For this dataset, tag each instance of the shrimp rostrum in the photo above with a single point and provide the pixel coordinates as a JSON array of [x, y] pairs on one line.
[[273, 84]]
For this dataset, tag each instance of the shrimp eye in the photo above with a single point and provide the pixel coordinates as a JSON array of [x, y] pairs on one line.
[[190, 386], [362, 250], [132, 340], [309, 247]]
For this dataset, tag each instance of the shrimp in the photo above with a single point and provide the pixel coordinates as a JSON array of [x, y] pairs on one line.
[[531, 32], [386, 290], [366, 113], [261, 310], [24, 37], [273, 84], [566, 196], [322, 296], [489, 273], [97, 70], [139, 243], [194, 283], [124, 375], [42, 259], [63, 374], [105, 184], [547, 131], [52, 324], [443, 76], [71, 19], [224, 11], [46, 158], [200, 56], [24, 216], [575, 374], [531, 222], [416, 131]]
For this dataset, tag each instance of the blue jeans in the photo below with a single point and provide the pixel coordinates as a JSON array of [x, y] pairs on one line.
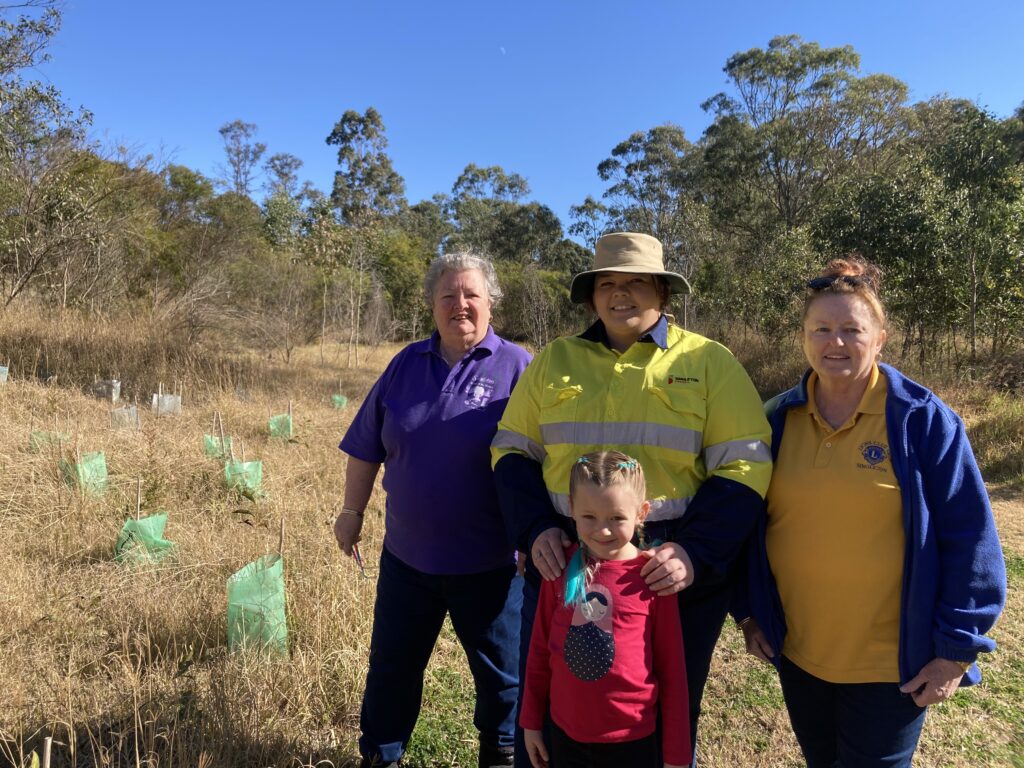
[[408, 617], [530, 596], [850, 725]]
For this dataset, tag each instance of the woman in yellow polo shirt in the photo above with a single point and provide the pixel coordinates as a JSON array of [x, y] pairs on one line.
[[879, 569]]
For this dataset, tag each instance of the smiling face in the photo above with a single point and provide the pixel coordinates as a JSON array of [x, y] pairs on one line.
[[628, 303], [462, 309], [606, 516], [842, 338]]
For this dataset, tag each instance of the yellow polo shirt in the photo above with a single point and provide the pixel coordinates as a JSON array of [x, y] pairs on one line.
◇ ◇ ◇ ◇
Convert all of the rows above into a numbered list with no blank lines, omitting the pictures.

### TASK RESULT
1. For this dataset, tag each instance of the shrimp rostrum in the photo above with a single point and provide the pixel coordinates as a JSON array of [x, y] pairs on one line.
2. [[273, 84]]
3. For this dataset, tag each instance of the shrimp eye in the photo above with a single point and provide the pixel coordinates as a JSON array of [x, y] pairs on one line.
4. [[190, 386], [362, 250], [132, 340], [309, 247]]
5. For this dataset, tag each instance of the shrimp in the photo above with a single point and provide the pixel coordinates as a JSON array of [x, y] pairs on one line.
6. [[531, 32], [386, 290], [366, 113], [261, 310], [24, 37], [273, 84], [566, 196], [322, 296], [489, 273], [97, 70], [139, 243], [194, 283], [124, 375], [42, 259], [63, 374], [105, 184], [547, 131], [52, 324], [443, 76], [71, 19], [224, 11], [46, 158], [200, 56], [24, 216], [575, 374], [531, 222], [416, 131]]
7. For this dataset, tag each instance of the blue jeans in the photo below with a single point and provide the pixel coordinates as a JSON array of [x, y] pairs on one line.
8. [[408, 617], [530, 596], [850, 725]]
9. For this dataset, tag each instance of the woman in yellow polo shirt in the photo above with a single point and provide the pixel coordinates as a JSON array of [x, y] pairs on one line.
10. [[879, 569]]
11. For this dataset, tag each instance of the smiling face in the photo above with a single point and provide the pixel coordinates as a JSON array of [x, y] pairs on one line.
12. [[628, 303], [462, 309], [606, 516], [842, 338]]
13. For this dataset, tag each instance of the yellow polo shirt in the photo above with a single point and provide the pixel coordinates as a JSON array of [x, y] pairs on one line.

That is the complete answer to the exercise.